===== Material provided
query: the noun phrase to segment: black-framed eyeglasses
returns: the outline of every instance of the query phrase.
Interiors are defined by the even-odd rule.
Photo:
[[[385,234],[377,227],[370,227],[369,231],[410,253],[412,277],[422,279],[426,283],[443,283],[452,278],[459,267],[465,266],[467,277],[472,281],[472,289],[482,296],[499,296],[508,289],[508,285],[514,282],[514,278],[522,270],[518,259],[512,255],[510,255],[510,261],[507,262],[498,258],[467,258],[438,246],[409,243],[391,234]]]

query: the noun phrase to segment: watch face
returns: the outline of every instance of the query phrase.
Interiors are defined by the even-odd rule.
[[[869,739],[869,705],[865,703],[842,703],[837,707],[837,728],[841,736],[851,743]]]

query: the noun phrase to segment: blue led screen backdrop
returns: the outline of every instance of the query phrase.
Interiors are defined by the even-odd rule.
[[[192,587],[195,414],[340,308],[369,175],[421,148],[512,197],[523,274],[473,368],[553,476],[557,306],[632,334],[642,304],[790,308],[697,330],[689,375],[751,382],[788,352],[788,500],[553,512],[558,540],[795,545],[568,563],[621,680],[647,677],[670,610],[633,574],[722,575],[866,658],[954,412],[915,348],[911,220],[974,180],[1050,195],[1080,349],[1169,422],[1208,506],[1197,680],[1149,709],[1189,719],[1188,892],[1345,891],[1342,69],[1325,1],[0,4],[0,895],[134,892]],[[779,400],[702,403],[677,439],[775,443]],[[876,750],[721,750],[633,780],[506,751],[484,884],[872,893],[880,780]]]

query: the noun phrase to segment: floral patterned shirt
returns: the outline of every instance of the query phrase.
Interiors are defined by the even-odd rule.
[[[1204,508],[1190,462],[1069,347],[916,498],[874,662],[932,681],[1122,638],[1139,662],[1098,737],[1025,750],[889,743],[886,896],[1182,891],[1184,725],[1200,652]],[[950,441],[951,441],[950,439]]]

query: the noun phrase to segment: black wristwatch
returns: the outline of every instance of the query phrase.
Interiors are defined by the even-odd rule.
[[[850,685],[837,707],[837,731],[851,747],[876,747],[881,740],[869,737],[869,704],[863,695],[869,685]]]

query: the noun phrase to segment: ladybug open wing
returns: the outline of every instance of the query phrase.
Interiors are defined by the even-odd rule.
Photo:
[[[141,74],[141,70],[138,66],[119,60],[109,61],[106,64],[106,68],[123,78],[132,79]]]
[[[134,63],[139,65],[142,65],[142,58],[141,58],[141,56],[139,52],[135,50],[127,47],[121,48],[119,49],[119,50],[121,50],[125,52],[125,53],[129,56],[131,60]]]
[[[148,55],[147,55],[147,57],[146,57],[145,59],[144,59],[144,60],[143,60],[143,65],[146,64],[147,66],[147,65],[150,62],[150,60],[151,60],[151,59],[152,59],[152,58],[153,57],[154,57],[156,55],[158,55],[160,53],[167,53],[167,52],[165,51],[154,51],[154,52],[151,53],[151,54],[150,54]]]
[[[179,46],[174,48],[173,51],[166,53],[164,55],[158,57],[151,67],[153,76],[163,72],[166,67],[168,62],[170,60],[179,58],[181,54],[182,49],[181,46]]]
==========
■ What is asked ■
Rewrite all of the entries above, putting "the phrase to outline" wherever "the noun phrase to segment" appears and keeping everything else the same.

■ Final result ■
query: the phrase to outline: black-framed eyeglasses
returns: the outline of every instance of the query phrase.
Interiors are defined by the even-odd rule.
Photo:
[[[385,234],[377,227],[370,227],[369,231],[410,253],[412,277],[422,279],[426,283],[443,283],[452,278],[459,267],[465,266],[467,277],[472,281],[472,289],[482,296],[499,296],[508,289],[508,285],[514,282],[514,278],[522,270],[518,259],[512,255],[510,255],[510,261],[507,262],[498,258],[467,258],[438,246],[409,243],[391,234]]]

query: the phrase to outline: watch face
returns: the outline of every instance of the query phrase.
Interiors are defined by the even-odd rule.
[[[869,739],[869,705],[865,703],[842,703],[837,707],[837,728],[841,736],[851,743]]]

query: the phrase to outline: blue led screen backdrop
returns: the outline of every instance of the query phrase.
Interiors are defined by the even-odd rule.
[[[192,587],[195,414],[340,308],[369,175],[421,148],[512,197],[523,274],[473,368],[553,476],[557,306],[632,334],[642,304],[790,308],[697,330],[689,375],[751,382],[788,352],[788,500],[553,512],[558,540],[795,545],[568,563],[621,680],[647,677],[670,610],[633,574],[722,575],[866,658],[954,412],[915,348],[911,220],[974,180],[1050,195],[1080,349],[1169,422],[1208,506],[1197,680],[1149,709],[1189,719],[1188,892],[1345,891],[1342,69],[1325,1],[0,4],[0,895],[134,892]],[[779,400],[702,403],[677,439],[775,443]],[[876,750],[721,750],[633,780],[506,751],[484,884],[872,893],[880,780]]]

query: the phrase to outline: floral patterned shirt
returns: the outline of every instance of the query phrase.
Interiors are defined by the even-odd rule.
[[[1204,508],[1190,462],[1069,347],[916,498],[874,662],[932,681],[1122,638],[1139,662],[1098,737],[1025,750],[889,743],[886,896],[1182,891],[1184,725],[1200,652]],[[950,441],[951,441],[950,439]]]

query: the phrase to outline: black wristwatch
returns: the outline of every instance of the query phrase.
Interiors are defined by the even-odd rule.
[[[850,685],[837,707],[837,731],[851,747],[876,747],[881,740],[869,737],[869,704],[863,695],[869,685]]]

query: the phrase to outline: ladybug open wing
returns: the outline of every instance of the query phrase.
Interiors are defined by the even-odd rule.
Photo:
[[[141,74],[141,70],[138,66],[119,60],[109,61],[106,64],[106,68],[123,78],[132,79]]]
[[[134,63],[139,65],[142,65],[142,58],[141,58],[141,56],[139,52],[135,50],[127,47],[121,48],[119,49],[119,50],[121,50],[125,52],[125,53],[129,56],[131,60]]]
[[[148,55],[147,55],[147,57],[146,57],[145,59],[144,59],[144,60],[143,60],[143,65],[146,64],[147,66],[147,65],[150,62],[150,60],[151,60],[151,59],[152,59],[152,58],[153,57],[154,57],[156,55],[158,55],[160,53],[167,53],[167,52],[165,51],[154,51],[154,52],[151,53],[151,54],[150,54]]]
[[[179,46],[174,48],[173,51],[166,53],[164,55],[158,57],[151,67],[153,76],[163,72],[166,67],[168,62],[170,60],[179,58],[181,54],[182,49],[181,46]]]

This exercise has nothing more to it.